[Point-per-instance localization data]
%%

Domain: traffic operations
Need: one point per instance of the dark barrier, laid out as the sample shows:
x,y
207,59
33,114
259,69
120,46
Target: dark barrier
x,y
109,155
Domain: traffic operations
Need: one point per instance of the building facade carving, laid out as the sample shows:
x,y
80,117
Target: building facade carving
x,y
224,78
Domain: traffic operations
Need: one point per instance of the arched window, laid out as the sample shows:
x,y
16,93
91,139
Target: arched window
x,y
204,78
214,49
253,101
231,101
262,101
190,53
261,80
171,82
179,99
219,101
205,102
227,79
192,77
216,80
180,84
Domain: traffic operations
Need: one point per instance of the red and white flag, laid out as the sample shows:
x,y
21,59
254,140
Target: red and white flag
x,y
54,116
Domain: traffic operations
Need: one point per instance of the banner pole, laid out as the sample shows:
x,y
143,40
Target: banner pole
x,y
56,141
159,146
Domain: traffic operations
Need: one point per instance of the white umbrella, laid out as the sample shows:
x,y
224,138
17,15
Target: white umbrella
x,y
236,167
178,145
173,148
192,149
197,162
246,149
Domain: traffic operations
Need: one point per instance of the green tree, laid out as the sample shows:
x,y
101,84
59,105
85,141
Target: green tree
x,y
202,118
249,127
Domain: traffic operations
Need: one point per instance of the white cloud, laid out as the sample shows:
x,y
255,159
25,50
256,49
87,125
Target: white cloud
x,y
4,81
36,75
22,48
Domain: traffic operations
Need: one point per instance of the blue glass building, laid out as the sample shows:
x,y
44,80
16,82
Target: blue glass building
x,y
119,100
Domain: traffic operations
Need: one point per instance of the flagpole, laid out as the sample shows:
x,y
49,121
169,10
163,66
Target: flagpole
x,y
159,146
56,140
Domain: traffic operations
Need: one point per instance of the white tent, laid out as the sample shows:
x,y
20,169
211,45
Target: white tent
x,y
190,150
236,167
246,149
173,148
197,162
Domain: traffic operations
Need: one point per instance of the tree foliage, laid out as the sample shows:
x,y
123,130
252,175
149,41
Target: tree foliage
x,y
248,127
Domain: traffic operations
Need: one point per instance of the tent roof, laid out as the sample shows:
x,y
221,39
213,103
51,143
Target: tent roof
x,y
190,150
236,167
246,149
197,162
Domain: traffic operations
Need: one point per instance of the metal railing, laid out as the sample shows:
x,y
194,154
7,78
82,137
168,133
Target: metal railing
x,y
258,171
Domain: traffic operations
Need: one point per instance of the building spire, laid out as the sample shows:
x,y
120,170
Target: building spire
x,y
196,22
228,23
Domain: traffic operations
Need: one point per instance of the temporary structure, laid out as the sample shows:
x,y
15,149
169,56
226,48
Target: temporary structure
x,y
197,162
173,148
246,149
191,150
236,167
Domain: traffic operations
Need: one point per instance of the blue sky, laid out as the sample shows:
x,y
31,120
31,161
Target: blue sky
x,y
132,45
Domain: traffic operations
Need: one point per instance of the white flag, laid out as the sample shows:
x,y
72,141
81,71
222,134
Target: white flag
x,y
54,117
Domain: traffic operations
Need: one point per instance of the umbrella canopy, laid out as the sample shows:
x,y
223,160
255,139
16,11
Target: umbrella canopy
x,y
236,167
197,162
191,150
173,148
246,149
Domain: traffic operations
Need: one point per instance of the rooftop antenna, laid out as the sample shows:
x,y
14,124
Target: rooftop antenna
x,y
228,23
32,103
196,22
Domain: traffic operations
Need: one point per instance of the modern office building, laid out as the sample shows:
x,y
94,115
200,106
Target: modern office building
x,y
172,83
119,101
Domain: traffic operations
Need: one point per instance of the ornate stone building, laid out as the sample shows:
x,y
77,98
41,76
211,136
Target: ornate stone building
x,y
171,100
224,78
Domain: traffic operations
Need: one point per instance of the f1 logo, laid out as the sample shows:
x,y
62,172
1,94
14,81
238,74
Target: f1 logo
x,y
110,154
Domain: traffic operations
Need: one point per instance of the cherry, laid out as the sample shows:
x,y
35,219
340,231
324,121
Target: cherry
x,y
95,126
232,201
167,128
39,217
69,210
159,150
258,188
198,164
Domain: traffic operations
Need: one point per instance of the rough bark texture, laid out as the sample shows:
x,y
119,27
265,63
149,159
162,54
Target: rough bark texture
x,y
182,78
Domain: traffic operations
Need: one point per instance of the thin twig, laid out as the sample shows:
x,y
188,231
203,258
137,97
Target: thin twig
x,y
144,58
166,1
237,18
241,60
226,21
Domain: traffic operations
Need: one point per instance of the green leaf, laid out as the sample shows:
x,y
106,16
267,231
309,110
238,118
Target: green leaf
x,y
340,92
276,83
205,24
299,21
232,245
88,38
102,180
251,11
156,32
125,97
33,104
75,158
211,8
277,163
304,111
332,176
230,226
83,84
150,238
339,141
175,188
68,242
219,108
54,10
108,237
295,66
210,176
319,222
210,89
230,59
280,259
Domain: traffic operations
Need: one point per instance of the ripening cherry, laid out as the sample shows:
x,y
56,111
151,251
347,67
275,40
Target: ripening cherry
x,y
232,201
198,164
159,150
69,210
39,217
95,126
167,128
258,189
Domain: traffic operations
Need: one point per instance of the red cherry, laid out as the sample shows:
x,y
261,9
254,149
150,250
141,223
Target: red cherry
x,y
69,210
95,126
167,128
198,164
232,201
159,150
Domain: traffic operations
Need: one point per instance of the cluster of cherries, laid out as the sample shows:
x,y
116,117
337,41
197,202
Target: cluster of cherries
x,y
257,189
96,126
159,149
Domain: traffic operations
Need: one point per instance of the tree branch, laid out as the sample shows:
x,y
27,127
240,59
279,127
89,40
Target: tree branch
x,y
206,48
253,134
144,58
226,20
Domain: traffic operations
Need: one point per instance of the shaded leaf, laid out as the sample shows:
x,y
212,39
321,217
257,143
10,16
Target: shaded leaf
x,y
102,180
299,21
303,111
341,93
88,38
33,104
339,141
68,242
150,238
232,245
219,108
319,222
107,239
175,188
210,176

%%

**TASK PROMPT**
Word for word, extract all the records.

**COMPLETED TASK**
Domain: traffic operations
Need: one point per instance of the dark barrier, laid out as the sample shows:
x,y
207,59
33,114
259,69
120,46
Target: dark barrier
x,y
109,155
Domain: traffic operations
Need: one point per instance of the building facade carving, laid out as the sample shows:
x,y
80,117
Target: building facade carving
x,y
224,78
Domain: traffic operations
Need: one point per instance of the arched window, laid out as the sample shows:
x,y
16,93
91,139
Target: arched window
x,y
204,78
214,49
253,101
231,101
262,101
190,53
261,80
171,82
179,99
219,101
205,102
227,79
192,77
216,80
180,84
Domain: traffic operations
Need: one point per instance of the red and white flag, laid out as the sample shows:
x,y
21,59
254,140
Target: red and white flag
x,y
54,116
Domain: traffic operations
Need: one point per instance of the banner pole, laid out as the sample shows:
x,y
143,40
Target: banner pole
x,y
56,141
159,146
Domain: traffic operations
Need: one point per instance of the white umbrella, laid out as the sample shows:
x,y
224,138
17,15
Target: white umbrella
x,y
236,167
178,145
173,148
192,149
197,162
246,149
Domain: traffic operations
Need: one point per instance of the green tree, laid out as the sample shows:
x,y
101,84
59,105
85,141
Target: green tree
x,y
202,118
249,127
Domain: traffic operations
Need: one point per instance of the white cloud, laid out as the sample shows:
x,y
255,159
25,50
256,49
87,125
Target: white cloud
x,y
4,81
36,75
22,48
Domain: traffic operations
Need: one point per instance of the blue glass building, laid out as the sample shows:
x,y
44,80
16,82
Target: blue glass building
x,y
119,100
Domain: traffic operations
Need: one point per instance of the flagpole, laid out as the sample shows:
x,y
49,121
169,10
163,66
Target: flagpole
x,y
159,146
56,140
Domain: traffic operations
Need: one point per instance of the white tent, laid out as the sample shows:
x,y
20,169
211,45
Target: white tent
x,y
190,150
236,167
246,149
173,148
197,162
Domain: traffic operations
Need: one point per instance of the tree foliage, laid out as the sample shows:
x,y
123,130
252,175
149,41
Target: tree foliage
x,y
248,127
Domain: traffic operations
Need: one point per instance of the tent roof, laid out as the sample shows:
x,y
221,39
213,103
51,143
Target: tent roof
x,y
190,150
236,167
246,149
197,162
Domain: traffic operations
Need: one point per instance of the metal railing, laid out as the sample shows:
x,y
194,154
7,78
82,137
168,133
Target: metal railing
x,y
258,171
Domain: traffic operations
Need: one point per instance of the building spire, laid out as the sample shows:
x,y
120,170
Target: building spire
x,y
196,22
228,23
Domain: traffic operations
Need: one point per instance of the temporary structure, laid out as the sample shows:
x,y
15,149
169,56
226,48
Target: temporary structure
x,y
197,162
173,148
246,149
191,150
236,167
Domain: traffic operations
Need: one point per instance of the blue sky, laid out as the sample shows:
x,y
31,120
31,161
Target: blue sky
x,y
132,45
Domain: traffic operations
Need: one point per instance of the white flag, laid out as the sample shows:
x,y
72,141
81,71
222,134
Target: white flag
x,y
54,117
Domain: traffic operations
Need: one point per instance of the umbrella canopy, laid out as the sample shows:
x,y
223,160
255,139
16,11
Target: umbrella canopy
x,y
236,167
197,162
191,150
173,148
246,149
Domain: traffic operations
Need: one point per instance of the rooftop antenna, laid out as the sample shows:
x,y
14,124
Target: rooftop antenna
x,y
228,23
32,103
196,22
Domain: traffic operations
Need: one point per instance of the modern office building, laid out as the sample shows:
x,y
94,115
200,106
Target: modern office building
x,y
172,83
119,101
Domain: traffic operations
Need: one point per instance of the ornate stone building, laid out as the sample shows:
x,y
77,98
41,76
211,136
Target: ornate stone building
x,y
171,100
224,78
Domain: traffic operations
Need: one point per instance of the f1 logo, laid out as the sample shows:
x,y
62,172
1,94
14,81
238,74
Target: f1 logo
x,y
110,154
Domain: traffic operations
Need: one point per instance of the cherry, laid out as the sample shows:
x,y
35,219
340,231
324,121
Target: cherry
x,y
95,126
232,201
167,128
39,217
69,210
159,150
258,188
198,164
Domain: traffic operations
Need: one point per instance of the rough bark texture, laid out as the sample shows:
x,y
119,27
265,63
149,159
162,54
Target: rough bark texture
x,y
182,78
Domain: traffic operations
Need: one point per instance of the thin twig, laid out as the sample shows:
x,y
188,231
203,258
137,97
Target: thin twig
x,y
144,58
166,1
237,18
241,60
226,21
Domain: traffic operations
Need: one point per instance of the green leaf, laid out as the sample shows:
x,y
106,16
267,231
309,110
238,118
Target: green leaf
x,y
340,92
276,83
205,24
299,21
232,245
88,38
102,180
251,11
156,32
125,97
33,104
75,158
211,8
277,163
304,111
332,176
230,226
83,84
150,238
339,141
175,188
68,242
219,108
54,10
108,237
295,66
210,176
319,222
210,89
230,59
280,259
Domain: traffic operations
Need: one point per instance of the ripening cherry, laid out as the sample shows:
x,y
56,111
151,251
347,67
275,40
Target: ripening cherry
x,y
232,201
198,164
159,150
69,210
39,217
95,126
167,128
258,189
Domain: traffic operations
Need: one point per instance of the red cherry, laid out as the sample shows:
x,y
261,9
254,149
150,250
141,223
Target: red cherry
x,y
69,210
95,126
167,128
198,164
232,201
159,150
Domain: traffic operations
Need: one point per instance of the cluster of cherries, laid out as the sample shows:
x,y
116,117
337,41
197,202
Target: cluster of cherries
x,y
257,189
96,126
159,149
Domain: traffic operations
Need: one point per instance of the tree branch, laid out as the sample shows:
x,y
27,127
240,59
279,127
89,40
Target: tree branch
x,y
206,48
253,134
144,58
226,20
Domain: traffic operations
Need: one point per instance of the shaded leaf, laid out as the sample shows:
x,y
212,39
321,217
257,143
10,16
Target: shaded leaf
x,y
102,180
299,21
303,111
341,93
88,38
33,104
339,141
68,242
150,238
232,245
219,108
319,222
107,239
175,188
210,176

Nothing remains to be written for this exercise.